"Hey Hey Michael You're Really Fantastic" is a song by Rachel Stamp, released as the second single through WEA. It was released in August 1996 on three formats, CD Single, Limited Edition 12" vinyl of 1000 copies and cassette. A promotional video was also made to promote the release. The song is the only Rachel Stamp track to be released twice as a single, with a limited edition live version of the song being issued in 2000 during the band's "Hymns For Strange Children Tour" of the UK.

CD single, 12" vinyl and cassette
Released 5 August 1996
(WEA049CD/WEA049T/WEA049C 0630-14728-4)

Track listing
 "Hey Hey Michael You're Really Fantastic" (single edit)
 "Science Fiction"
 "n.a.u.s.e.a."

Facts 
 The second single through WEA
 Released on CD, Cassette and a Limited Edition Numbered 12” Vinyl of 1000 copies
 "Science Fiction" was frequently used to open shows at early Rachel Stamp gigs
 The recording of "n.a.u.s.e.a." features Jon Lee of Feeder, on backing vocals
 The tracks included on this single are also on the band's "Sweet Shop" compilation including a full length version of "Hey Hey Michael..."

[Stated exercise 1] In the listing below, copy out the stretch from the line containing "such as <point>706,241</point>" through the line containing "<point>106,361</point>", with both of those lines included.

[Dataset extract]
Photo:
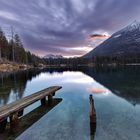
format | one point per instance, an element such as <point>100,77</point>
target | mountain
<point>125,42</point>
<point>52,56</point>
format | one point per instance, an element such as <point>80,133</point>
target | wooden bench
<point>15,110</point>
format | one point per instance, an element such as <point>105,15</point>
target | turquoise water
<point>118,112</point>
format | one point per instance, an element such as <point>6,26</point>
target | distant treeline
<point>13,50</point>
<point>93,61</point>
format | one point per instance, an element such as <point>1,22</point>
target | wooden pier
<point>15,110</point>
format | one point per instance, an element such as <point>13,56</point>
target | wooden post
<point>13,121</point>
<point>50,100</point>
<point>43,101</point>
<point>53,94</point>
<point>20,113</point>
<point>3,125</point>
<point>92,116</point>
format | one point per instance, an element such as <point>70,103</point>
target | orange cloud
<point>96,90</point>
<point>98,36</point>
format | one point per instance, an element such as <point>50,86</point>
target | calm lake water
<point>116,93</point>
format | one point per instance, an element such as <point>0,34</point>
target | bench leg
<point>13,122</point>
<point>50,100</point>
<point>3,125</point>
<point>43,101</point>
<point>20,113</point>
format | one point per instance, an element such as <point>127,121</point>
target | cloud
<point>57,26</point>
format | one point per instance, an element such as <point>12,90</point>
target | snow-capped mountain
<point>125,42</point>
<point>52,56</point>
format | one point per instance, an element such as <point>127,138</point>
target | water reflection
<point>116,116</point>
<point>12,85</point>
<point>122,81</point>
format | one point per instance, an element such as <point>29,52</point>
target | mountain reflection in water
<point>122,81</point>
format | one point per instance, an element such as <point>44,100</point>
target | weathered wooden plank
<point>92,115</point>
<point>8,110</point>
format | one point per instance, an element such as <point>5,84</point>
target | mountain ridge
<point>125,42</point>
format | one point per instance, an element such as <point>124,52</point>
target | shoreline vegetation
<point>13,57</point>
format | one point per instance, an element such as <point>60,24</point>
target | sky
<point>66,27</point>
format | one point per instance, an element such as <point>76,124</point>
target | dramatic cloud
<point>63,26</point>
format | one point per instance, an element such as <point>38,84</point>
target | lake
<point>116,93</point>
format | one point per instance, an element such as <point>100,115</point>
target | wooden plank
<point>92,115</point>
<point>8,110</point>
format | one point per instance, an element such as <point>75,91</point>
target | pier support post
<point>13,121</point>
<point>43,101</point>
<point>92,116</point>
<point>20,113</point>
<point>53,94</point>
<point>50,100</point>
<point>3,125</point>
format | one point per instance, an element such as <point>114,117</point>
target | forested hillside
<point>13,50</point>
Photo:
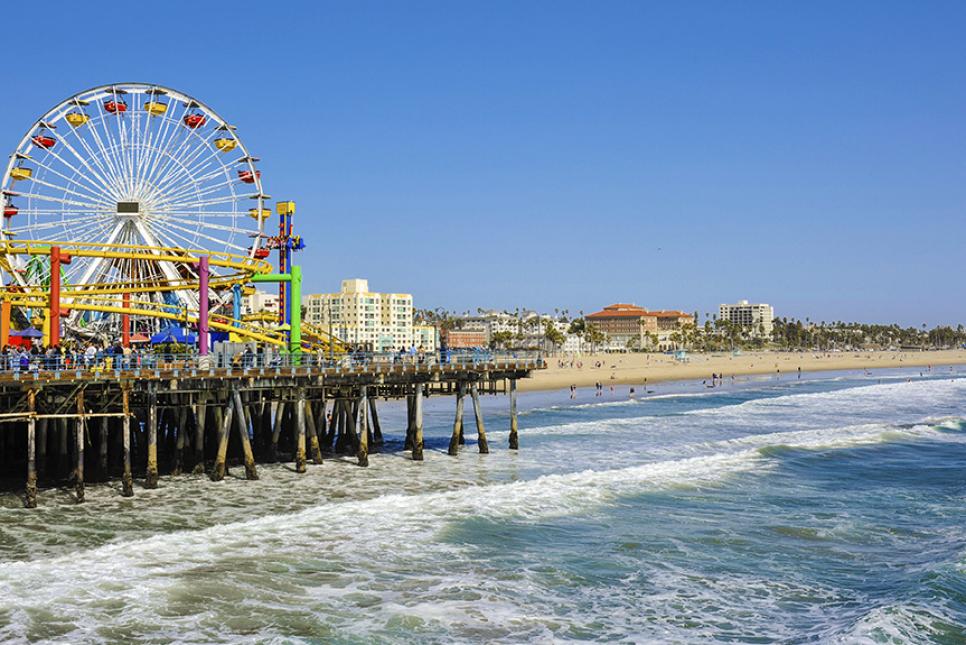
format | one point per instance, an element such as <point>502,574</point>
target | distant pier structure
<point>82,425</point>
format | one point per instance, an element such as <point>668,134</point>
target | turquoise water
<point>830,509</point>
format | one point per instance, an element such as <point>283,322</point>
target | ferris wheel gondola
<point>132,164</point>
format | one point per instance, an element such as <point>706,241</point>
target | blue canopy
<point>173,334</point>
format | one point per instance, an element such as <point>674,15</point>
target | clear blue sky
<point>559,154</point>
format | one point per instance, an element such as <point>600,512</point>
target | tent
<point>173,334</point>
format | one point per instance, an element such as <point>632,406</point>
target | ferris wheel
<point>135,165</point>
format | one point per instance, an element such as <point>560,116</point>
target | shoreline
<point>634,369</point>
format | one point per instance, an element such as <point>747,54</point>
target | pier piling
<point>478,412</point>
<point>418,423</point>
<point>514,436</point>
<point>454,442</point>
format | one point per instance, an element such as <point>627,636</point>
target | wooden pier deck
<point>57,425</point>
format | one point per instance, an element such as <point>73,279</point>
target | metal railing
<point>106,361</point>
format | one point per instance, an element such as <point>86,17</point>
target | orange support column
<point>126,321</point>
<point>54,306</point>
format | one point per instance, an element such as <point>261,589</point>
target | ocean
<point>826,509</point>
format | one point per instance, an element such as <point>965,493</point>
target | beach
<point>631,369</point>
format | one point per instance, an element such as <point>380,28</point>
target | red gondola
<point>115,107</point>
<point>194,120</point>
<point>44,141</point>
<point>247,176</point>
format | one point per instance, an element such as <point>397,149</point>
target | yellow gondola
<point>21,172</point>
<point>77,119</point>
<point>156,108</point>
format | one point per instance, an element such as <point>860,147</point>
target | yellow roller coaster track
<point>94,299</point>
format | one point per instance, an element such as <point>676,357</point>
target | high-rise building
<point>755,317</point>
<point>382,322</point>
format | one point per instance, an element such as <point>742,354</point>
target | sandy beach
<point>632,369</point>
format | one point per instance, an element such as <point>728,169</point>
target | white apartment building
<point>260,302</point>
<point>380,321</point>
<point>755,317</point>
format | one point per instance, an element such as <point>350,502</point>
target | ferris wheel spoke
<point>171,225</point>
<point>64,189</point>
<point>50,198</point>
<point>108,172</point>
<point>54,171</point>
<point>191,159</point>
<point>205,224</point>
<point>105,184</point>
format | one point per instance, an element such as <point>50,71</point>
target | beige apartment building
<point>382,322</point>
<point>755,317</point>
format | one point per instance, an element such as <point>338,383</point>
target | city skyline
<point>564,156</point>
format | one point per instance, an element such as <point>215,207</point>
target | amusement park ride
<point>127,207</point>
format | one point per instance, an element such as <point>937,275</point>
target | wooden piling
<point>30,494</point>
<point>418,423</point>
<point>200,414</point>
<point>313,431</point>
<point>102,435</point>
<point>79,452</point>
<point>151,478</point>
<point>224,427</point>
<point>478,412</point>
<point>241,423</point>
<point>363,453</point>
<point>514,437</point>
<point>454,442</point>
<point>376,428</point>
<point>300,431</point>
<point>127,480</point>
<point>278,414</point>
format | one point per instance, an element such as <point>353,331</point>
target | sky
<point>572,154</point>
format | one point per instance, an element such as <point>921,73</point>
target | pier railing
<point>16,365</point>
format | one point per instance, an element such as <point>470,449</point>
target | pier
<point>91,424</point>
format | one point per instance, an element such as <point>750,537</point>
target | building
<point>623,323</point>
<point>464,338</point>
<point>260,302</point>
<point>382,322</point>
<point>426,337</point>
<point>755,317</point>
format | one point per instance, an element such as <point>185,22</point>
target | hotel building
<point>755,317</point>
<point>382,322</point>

[Stated exercise 2] Pick up the piece about the Rachel Stamp single "Hey Hey Michael You're Really Fantastic" and keep writing from its last sentence.

[Exercise output 1]
format | one point per instance, an element such as <point>706,241</point>
target | blue canopy
<point>173,334</point>
format | one point per instance, an element such as <point>674,15</point>
target | clear blue sky
<point>559,154</point>
format | one point per instance, an element such as <point>600,512</point>
target | tent
<point>173,334</point>
format | one point per instance, an element such as <point>632,406</point>
target | ferris wheel
<point>135,165</point>
format | one point per instance, an element such as <point>560,116</point>
target | shoreline
<point>634,369</point>
format | one point per instance, an element such as <point>747,54</point>
target | pier piling
<point>478,412</point>
<point>418,423</point>
<point>514,436</point>
<point>454,442</point>
format | one point per instance, an element such as <point>627,636</point>
target | wooden pier deck
<point>57,425</point>
format | one point per instance, an element such as <point>73,279</point>
target | metal railing
<point>106,361</point>

[Exercise output 2]
"Hey Hey Michael..." promo CD single
Released August 1996
(WEA036CDDJ)

Track listing 
 Hey Hey Michael You're Really Fantastic (radio edit)

Facts 
 The promo single features an exclusive radio edit of the song

Promotional video

 The promotional video for "Hey Hey Michael..." was directed by Chris Williams
 David Ryder-Prangley: “Hey Hey Michael...” was directed by CHRIS WILLIAMS and camerawork by some bloke who did the PRODIGY 'firestarter' video... i almost got blinded by an ultraviolet light in a bit that didn't make it to the final cut. got shown maybe once on mtv and on Swedish TV. the guitars and bass we used in this video were stolen. they wouldn't let us have fire. i don't like it. (taken from a fansite interview, 2004)

Live version 

To promote the forthcoming release of Rachel Stamp's live album Stampax, the band released a limited edition CD single of "Hey Hey Michael You're Really Fantastic", recorded live during their "Hymns For Strange Children Tour" of the UK in 2000. The single also featured two live recordings of "I Got The Worm" and "Spank" as B-Sides that were not included on the album.

CD single 
Released 15 May 2000
(CR RS 004)

Track listing
 Hey Hey Michael You're Really Fantastic (live)
 I Got The Worm (live)
 Spank (live)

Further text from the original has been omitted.